Can you rewrite all the rows below as a JSON list of strings, one string per line, leaving out any blank lines?

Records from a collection
<<<<

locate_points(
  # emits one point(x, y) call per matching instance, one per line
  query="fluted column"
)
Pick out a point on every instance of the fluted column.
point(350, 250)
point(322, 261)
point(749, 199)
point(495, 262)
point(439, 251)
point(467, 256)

>>>>

* _WRITTEN SOLUTION_
[
  "locate_points(",
  "  # emits one point(x, y) call per matching instance, one per line",
  "  query=\"fluted column\"",
  ")",
  "Pick out a point on every instance of the fluted column.",
  "point(350, 250)",
  "point(322, 261)",
  "point(749, 199)",
  "point(495, 262)",
  "point(439, 251)",
  "point(467, 256)"
]